» **GIVEN PROBLEM**
Reproduce all of the material below word for word, line by line, with nothing changed.

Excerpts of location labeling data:

___

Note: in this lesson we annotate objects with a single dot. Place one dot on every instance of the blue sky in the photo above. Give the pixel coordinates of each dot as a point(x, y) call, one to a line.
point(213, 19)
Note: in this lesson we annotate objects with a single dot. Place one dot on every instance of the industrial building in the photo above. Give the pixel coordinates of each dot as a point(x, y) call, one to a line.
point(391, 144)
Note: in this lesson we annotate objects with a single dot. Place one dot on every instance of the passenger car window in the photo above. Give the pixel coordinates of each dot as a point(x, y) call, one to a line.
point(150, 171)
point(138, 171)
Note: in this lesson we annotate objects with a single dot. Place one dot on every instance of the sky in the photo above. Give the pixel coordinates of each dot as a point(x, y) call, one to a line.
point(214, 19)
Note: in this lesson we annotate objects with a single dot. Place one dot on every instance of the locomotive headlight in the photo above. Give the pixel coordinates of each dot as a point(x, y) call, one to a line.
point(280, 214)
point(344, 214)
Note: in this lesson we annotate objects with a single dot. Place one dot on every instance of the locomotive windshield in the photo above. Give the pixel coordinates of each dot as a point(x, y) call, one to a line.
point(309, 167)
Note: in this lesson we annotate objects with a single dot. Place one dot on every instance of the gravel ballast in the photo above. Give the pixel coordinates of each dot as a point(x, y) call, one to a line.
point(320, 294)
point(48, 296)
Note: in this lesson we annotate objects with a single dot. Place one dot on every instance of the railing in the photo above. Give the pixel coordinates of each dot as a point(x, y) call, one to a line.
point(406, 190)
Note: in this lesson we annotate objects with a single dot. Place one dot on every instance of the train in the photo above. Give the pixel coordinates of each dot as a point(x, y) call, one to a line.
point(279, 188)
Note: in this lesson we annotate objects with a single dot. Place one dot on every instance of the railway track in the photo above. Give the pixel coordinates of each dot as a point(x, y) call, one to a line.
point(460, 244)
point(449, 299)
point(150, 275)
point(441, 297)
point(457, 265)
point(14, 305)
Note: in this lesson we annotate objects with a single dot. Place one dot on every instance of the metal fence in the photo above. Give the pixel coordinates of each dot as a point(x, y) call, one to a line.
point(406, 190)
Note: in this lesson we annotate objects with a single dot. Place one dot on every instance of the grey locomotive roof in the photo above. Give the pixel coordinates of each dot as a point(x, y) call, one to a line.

___

» **TASK SOLUTION**
Note: in this lesson we annotate objects with a single dot. Place one dot on every instance of the blue sky in the photo above. Give the pixel coordinates of each dot as a point(x, y) call, one to a line.
point(213, 19)
Note: in this lesson we annotate objects with a single dot. Place one dot on every instance of the industrial building in the photo above. Give the pixel coordinates of each dot as a point(x, y) call, one to a line.
point(391, 144)
Note: in this lesson we annotate objects with a single dot. Place one dot on every instance of the passenger car window in the photo above. Give the pixel coordinates of each dot as a point(x, y) call, one to a line.
point(150, 171)
point(138, 171)
Note: in this lesson we annotate objects with a single dot. Place one dot on every instance of the sky in the photo above. Give the pixel coordinates of each dot as a point(x, y) call, one to a line.
point(214, 19)
Note: in this lesson we annotate objects with a single dot. Place one dot on every instance of the locomotive headlight in the photo above. Give the pixel coordinates of each dot as a point(x, y) call, one to a line.
point(280, 214)
point(344, 214)
Note: in this lesson we annotate objects with a single dot. Place one dot on every instance of the locomotive windshield in the photo above. Give the pixel coordinates of each dot as a point(x, y) call, one to a line.
point(309, 167)
Note: in this lesson we annotate objects with a single dot. Place one dot on every instance of the gravel ballast in the photo above. Give the pixel coordinates of each dot as a point(x, y) call, one to a line.
point(320, 294)
point(48, 296)
Note: in this lesson we annotate objects with a single dot. Place one dot on every instance of the railing in the photo above. Give the pixel coordinates of each dot as a point(x, y) call, one to a line.
point(406, 190)
Note: in this lesson we annotate objects with a single dot. Place one dot on every instance of the train in the photo above. Give the pixel coordinates of each dot as a point(x, y) call, one to a line.
point(279, 188)
Note: in this lesson we annotate objects with a single dot. Place one dot on every instance of the railway track in the photo above. Give the pixel coordinates of each dot as a point(x, y) call, one to a line.
point(460, 244)
point(449, 299)
point(150, 275)
point(441, 297)
point(457, 265)
point(14, 305)
Note: in this lesson we annotate objects with a single dot. Place one dot on every instance of the metal fence in the photo above. Give the pixel coordinates of each dot as a point(x, y) call, one to a line.
point(406, 190)
Note: in this lesson we annotate objects with a single dot. Place one dot on every instance of the grey locomotive roof in the photo above. Give the pixel coordinates of each dot as a point(x, y) call, one to a line.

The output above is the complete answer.